### EXCERPTED PASSAGE ###
The short answer is maybe, but rarely, and the whole Covid virus has never been seen to integrate into the cell's DNA intact. Any integration requires "helper" molecules not found in the Covid virus, and only very rarely found in a normal cell.
It's been known for many decades that RNA in a cell can be converted into DNA and integrated into the cell's genomic DNA. This is extremely rare except under certain conditions. For example, a class of viruses (including HIV) called "retroviruses" carries an enzyme called reverse transcriptase or RT that the viruses use to convert their RNA genome into DNA and "hide" by splicing that into the cell's own DNA. Covid does NOT have such an enzyme.
However, during evolution, our cells have picked up many small DNA elements ("jumping genes" or transposons), many of which "hop" by reverse-transcribing their transcript and inserting that new DNA somewhere in the cell's DNA. They continue to "hop" to this day, rarely. Occasionally, they make an error and convert some of the other mRNA in the cell into DNA and insert it into the genome. LINE1 elements in particular make up almost 20% of our cellular DNA, so the paper's authors tried to see if any LINE1 elements were able to (rarely) incorporate Covid fragments into a cell's DNA.
Greatly simplified, the authors tried to answer the following questions:
Can laboratory cells which have been engineered to make lots of the LINE1 transposase, then infected with Covid, end up with fragments of Covid virus in their DNA?
Can "normal", non-engineered laboratory cells infected with Covid, end up with fragments of Covid virus in their DNA?
Do any patient samples from Covid-infected patients show any fragments of Covid virus in their cellular DNA?
The method the authors used to check this was to massively sequence mRNAs from cells, and look for any that had normal cellular gene sequences spliced onto Covid sequences. It turned out there was a big technical problem with this (hence the wishy washy conclusions of the paper) - the sequencing sample preparation process will also rarely splice two mRNA sequences together even if they were not spliced in the cell. However, that artificial process tends to almost always only splice two "antisense" strands, while the LINE1 process should have no preference between sense and antisense. Thus, the authors reasoned that if they were finding only antisense/antisense that could be an artifact, while significant amounts of antisense/sense splices would indicate real splices from the genomic DNA.
The answers they inferred were roughly:
- Yes, artifcially expressing lots of LINE1 tranposase resulted in detectable integration of partial Covid virus sequences in the cellular DNA.
- With more normal laboratory cells, they found many fewer integrated Covid virus fragments, but still found some.
- With patient samples, there were many additional technical problems; they think they found some Covid fragments integrated in cells from 1 patient, but are not nearly as confident with that result as for (1) and (2).
In any case, the integrated Covid sequences they found seem to be only fragments of the virus (although their techniques could not be fully sure on this); they never found a whole virus integrated into any cell.
As a practical matter, the "consensus" is correct, but given billions of people and quadrillions of Covid viruses, there might be a few outliers.
Reverse-transcribed SARS-CoV-2 RNA can integrate into the genome of cultured human cells and can be expressed in patient-derived tissues
PNAS May 25, 2021 118 (21) e2105968118; https://doi.org/10.1073/pnas.2105968118
LINE1 review: "LINE-1 Elements in Structural Variation and Disease"
Annu Rev Genomics Hum Genet. 2011; 12: 187–215.
###
### ASSIGNMENT
Answer these questions from the passage on Covid RNA and cellular DNA:
(a) What enzyme do retroviruses such as HIV carry to convert their RNA genome into DNA?
(b) About what share of our cellular DNA do LINE1 elements make up?
(c) In how many patients' cells did the authors think they found integrated Covid fragments?
The entries after this point have no connection to the passage on Covid RNA and cellular DNA.
### MATERIAL PROVIDED ###
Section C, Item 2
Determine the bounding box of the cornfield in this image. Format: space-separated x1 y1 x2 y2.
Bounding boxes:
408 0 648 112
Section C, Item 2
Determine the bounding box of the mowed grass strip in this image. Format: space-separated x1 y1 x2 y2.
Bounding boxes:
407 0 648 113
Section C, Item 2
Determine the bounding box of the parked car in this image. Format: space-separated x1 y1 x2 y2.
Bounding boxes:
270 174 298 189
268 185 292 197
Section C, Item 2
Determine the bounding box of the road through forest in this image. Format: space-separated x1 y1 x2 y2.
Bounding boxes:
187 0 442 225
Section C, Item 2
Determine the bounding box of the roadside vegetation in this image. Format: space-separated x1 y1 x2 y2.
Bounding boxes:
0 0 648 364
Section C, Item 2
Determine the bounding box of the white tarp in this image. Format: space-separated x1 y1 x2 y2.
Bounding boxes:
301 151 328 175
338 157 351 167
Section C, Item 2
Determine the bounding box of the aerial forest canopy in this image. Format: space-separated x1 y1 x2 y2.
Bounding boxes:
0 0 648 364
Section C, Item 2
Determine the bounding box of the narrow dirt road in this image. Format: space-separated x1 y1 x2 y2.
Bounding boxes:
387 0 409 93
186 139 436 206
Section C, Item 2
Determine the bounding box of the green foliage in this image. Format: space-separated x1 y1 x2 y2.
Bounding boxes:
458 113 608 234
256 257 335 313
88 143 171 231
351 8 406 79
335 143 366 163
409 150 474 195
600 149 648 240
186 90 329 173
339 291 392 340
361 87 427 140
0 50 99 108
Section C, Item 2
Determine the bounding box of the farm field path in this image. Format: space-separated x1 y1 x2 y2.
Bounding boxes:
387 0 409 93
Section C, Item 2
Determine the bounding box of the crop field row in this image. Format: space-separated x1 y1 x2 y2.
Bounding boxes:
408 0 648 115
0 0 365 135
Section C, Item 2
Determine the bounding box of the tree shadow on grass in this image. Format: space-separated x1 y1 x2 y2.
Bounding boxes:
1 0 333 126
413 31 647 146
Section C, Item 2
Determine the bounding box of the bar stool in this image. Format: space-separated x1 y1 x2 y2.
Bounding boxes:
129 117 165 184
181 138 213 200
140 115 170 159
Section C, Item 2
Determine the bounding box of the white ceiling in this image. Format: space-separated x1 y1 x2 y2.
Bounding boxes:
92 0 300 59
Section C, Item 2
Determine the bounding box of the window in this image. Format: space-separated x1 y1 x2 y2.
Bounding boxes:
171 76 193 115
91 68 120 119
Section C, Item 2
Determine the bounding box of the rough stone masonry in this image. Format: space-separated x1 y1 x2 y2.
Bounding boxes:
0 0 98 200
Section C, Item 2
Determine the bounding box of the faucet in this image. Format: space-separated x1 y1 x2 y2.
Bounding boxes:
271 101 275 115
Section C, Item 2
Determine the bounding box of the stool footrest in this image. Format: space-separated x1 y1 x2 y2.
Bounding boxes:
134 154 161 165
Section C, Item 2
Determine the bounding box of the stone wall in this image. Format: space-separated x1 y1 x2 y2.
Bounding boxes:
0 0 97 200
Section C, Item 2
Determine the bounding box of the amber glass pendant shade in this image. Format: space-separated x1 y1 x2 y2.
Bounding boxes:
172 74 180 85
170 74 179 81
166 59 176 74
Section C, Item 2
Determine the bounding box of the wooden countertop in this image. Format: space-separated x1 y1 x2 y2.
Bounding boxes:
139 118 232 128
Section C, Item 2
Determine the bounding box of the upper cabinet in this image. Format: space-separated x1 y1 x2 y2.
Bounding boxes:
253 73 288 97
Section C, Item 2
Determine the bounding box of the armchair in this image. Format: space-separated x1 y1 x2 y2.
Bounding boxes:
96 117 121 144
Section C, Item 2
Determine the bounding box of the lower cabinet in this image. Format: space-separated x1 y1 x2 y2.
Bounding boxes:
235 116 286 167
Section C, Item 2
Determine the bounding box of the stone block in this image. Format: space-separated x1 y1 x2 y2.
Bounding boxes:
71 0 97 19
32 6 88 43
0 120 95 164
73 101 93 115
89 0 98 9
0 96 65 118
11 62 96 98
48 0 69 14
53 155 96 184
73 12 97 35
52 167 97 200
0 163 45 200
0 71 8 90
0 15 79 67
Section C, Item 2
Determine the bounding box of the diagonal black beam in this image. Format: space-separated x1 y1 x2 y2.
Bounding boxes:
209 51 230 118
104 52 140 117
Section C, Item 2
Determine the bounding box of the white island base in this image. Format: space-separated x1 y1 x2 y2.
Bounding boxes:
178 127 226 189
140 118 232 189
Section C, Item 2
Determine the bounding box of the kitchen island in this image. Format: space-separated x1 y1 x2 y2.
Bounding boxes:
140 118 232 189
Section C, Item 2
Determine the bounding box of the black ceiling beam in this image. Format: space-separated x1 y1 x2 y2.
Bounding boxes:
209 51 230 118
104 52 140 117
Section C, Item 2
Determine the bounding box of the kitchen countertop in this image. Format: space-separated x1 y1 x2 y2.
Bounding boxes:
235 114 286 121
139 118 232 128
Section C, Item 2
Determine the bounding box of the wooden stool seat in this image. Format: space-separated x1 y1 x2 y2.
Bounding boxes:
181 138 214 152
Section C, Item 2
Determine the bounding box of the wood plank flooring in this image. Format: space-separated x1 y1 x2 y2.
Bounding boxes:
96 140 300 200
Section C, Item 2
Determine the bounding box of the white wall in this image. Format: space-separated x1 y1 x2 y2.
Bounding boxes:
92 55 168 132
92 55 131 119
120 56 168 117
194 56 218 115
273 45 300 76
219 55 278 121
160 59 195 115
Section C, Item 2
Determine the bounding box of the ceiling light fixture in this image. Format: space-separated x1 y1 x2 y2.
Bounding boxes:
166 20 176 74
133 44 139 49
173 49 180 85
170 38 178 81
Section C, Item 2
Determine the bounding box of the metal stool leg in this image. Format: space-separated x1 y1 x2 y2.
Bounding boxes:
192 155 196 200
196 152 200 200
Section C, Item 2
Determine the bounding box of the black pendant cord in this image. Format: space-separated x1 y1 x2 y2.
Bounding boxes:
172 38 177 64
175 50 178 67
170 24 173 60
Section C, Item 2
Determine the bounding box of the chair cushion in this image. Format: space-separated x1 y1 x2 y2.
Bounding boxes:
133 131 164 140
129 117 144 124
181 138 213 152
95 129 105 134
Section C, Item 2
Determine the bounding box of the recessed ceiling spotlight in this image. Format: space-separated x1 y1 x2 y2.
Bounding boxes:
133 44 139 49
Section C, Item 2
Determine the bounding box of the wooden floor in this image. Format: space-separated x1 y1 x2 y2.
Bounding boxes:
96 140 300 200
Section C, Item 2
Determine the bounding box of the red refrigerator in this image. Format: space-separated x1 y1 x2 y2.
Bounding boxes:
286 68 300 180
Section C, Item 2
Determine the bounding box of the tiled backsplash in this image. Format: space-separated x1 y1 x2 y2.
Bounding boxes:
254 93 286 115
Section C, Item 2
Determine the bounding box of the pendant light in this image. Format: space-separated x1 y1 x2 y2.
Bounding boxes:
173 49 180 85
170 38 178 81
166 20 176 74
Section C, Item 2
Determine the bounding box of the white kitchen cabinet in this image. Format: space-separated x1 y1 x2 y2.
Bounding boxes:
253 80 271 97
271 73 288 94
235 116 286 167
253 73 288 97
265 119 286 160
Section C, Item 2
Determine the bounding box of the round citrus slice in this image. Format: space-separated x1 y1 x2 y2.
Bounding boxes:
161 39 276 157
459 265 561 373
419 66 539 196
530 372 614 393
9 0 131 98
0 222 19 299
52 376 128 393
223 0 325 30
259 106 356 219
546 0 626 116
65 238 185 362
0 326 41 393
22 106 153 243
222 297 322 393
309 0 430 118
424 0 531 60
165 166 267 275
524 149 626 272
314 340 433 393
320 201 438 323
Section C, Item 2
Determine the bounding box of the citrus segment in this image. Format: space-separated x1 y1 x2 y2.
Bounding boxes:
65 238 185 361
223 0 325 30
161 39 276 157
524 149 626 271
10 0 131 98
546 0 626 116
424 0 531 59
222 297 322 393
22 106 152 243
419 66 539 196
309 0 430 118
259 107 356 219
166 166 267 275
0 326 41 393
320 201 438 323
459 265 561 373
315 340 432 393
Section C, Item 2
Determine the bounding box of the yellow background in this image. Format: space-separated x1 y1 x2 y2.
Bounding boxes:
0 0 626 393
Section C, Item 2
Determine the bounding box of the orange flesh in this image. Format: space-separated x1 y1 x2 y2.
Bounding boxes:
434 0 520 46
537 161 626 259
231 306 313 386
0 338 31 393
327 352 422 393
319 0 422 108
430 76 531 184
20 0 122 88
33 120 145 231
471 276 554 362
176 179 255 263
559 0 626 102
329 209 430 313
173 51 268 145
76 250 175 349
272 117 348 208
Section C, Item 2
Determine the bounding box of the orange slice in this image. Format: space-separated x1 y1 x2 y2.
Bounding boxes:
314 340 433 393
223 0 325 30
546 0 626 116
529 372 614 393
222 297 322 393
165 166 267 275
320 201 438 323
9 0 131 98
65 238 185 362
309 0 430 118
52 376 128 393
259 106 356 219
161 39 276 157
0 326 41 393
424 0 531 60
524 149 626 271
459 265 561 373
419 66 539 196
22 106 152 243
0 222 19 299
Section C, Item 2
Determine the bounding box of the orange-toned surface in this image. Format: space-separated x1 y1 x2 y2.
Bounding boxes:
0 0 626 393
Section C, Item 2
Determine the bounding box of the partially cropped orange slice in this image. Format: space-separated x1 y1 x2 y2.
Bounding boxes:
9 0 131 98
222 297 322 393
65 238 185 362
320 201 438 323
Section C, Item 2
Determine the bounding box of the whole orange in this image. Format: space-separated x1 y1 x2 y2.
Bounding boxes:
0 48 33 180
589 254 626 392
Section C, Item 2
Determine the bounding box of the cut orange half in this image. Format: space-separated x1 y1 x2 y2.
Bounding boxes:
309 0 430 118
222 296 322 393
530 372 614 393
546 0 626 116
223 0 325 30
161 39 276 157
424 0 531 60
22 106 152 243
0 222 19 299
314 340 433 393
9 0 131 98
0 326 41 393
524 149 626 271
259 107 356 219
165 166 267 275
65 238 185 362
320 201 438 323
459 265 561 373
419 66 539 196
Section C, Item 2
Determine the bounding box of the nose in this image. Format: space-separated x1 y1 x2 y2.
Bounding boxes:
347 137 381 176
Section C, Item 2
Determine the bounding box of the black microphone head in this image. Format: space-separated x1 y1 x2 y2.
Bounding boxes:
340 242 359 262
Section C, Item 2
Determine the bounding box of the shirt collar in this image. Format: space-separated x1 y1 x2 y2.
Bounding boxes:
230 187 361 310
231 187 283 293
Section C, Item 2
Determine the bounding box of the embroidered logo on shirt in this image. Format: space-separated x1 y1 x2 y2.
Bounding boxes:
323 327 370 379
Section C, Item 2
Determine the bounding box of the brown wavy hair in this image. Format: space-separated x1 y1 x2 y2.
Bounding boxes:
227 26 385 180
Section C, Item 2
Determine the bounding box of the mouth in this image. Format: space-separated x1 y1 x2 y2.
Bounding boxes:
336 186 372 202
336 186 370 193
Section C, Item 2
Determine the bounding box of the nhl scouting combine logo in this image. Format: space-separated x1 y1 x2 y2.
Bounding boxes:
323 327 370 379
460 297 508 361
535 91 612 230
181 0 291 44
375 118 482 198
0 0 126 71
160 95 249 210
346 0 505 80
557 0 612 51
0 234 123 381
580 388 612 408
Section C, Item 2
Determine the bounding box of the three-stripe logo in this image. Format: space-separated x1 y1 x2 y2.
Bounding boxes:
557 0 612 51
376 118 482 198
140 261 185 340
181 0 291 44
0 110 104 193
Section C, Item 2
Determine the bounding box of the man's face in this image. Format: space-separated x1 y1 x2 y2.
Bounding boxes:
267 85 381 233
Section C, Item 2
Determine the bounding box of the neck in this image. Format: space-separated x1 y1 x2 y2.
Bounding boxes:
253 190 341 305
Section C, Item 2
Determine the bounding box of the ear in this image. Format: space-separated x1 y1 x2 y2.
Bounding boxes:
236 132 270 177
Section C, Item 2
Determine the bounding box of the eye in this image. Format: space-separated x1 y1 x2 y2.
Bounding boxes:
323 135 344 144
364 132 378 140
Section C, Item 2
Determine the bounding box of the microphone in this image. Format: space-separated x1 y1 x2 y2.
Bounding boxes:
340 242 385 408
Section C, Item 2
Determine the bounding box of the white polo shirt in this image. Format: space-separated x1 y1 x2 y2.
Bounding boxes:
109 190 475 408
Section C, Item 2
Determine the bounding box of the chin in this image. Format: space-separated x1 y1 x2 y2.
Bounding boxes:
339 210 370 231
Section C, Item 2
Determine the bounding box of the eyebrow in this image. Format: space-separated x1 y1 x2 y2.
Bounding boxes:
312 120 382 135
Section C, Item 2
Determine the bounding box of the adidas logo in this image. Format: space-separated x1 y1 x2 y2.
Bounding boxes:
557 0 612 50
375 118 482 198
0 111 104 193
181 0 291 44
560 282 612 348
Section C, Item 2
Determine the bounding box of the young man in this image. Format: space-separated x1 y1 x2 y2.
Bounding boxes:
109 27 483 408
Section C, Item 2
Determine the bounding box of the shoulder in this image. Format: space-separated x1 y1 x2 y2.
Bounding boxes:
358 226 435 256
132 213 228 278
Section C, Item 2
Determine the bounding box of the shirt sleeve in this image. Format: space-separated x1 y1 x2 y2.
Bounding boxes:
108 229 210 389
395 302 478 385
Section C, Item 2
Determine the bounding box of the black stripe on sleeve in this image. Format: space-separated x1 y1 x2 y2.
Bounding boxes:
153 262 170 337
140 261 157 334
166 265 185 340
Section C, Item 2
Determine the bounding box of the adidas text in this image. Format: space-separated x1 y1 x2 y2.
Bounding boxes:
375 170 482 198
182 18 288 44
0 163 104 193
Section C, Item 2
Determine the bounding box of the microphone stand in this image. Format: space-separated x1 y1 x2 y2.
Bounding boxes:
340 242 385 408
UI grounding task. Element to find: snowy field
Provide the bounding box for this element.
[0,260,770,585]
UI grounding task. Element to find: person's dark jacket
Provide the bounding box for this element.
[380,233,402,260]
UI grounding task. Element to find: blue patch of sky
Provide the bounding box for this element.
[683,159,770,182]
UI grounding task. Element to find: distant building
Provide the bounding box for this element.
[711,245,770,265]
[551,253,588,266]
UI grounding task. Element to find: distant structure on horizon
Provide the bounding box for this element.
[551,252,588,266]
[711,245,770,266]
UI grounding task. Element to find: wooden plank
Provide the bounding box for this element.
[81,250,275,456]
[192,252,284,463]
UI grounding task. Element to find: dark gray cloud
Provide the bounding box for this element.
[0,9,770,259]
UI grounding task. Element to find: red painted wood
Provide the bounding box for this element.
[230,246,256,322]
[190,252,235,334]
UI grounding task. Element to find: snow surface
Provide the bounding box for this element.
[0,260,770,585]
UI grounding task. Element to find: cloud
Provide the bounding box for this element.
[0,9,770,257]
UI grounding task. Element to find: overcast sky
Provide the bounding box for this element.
###
### SOLUTION FOR THIS EXERCISE
(a) Reverse transcriptase (RT).
(b) Almost 20%.
(c) One patient.